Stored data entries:

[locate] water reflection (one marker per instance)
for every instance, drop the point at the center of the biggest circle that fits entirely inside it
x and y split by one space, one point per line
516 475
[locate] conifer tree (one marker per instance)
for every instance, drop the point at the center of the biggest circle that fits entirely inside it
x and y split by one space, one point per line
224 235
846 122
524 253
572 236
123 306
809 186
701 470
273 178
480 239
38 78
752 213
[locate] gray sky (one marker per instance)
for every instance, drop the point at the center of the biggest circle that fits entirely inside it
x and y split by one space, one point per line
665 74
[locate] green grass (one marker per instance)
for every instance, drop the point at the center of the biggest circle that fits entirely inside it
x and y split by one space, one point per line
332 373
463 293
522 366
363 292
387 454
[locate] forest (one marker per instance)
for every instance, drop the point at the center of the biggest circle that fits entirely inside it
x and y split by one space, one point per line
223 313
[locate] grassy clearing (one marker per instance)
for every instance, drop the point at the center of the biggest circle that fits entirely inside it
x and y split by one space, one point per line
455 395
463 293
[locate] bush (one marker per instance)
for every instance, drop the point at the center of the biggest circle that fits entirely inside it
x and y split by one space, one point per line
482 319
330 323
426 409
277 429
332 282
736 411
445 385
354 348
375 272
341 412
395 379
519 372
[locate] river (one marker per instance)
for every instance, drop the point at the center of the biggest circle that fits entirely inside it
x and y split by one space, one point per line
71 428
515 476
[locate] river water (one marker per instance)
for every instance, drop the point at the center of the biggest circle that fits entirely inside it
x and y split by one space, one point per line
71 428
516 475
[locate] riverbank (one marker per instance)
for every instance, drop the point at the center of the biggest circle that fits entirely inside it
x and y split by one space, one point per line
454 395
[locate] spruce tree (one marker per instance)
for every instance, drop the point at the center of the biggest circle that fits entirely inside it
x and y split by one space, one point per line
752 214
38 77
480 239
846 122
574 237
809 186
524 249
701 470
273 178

### WORK TASK
Nothing may be omitted or altered; reproduce all of the entries.

### ANSWER FOR THE TASK
[locate] water reflection (one marker per instance)
for every instance, drop the point at the center of the biggest circle that fits entirely inside it
x and y split by one space, one point per line
516 475
[locate] conifer tree (one marker per instance)
for every instance, drop the point at the center of the biggest circle that fits entirely inside it
x and y split by one space, one point per line
224 235
846 122
524 253
572 236
123 306
809 186
701 470
273 178
480 239
38 78
752 213
[locate] gray sky (one marker per instance)
for every instance, drop the point at the center of the biggest circle that fits entirely inside it
x and y split by one space, one point per line
665 74
[locate] green grass (one marker per instance)
for every instance, drop the point at the center of the biggest circle that fits entirely inside it
x and y split by one space, one point per line
332 373
463 293
522 366
363 292
387 454
[locate] forest (one marker per instance)
for every instance, drop the point at the center of the biggest circle that fits entirely inside it
x and y split by one space, one point per line
223 313
[locate] grassy clearing (one marker per instance)
for every instance, drop the point at the center of the biggest circle that fits entirely inside it
x and y split by one space, one point per line
455 395
463 293
[locate] bush (one marker per instance)
for every instance, drop the point at the center of the biggest circle that fits entirely inside it
x and y split by one space, one point per line
482 319
330 323
426 409
277 429
332 282
736 411
445 385
354 348
375 272
341 412
395 379
519 372
[locate] river (one marker per instance)
for every instance, drop the point at the center of the biggest circle that fits entirely inside it
x and y split by one space, one point per line
71 428
515 476
[locate] river water (one marker per instance)
for every instance, drop the point at the center of the biggest circle that fits entirely inside it
x and y split by one space, one point per line
71 428
516 475
[locate] riverbank (one marker per instance)
for every instance, drop the point at the center of the biggest circle that fits entirely inside it
x and y split by one space, one point per line
454 395
[locate] spruce tree (one marker per instance)
for every instance, drop the point at the center of the biggest circle that fits entirely inside it
x and y split by one space, one point per line
752 214
38 77
480 239
846 122
574 237
809 186
524 249
701 470
273 178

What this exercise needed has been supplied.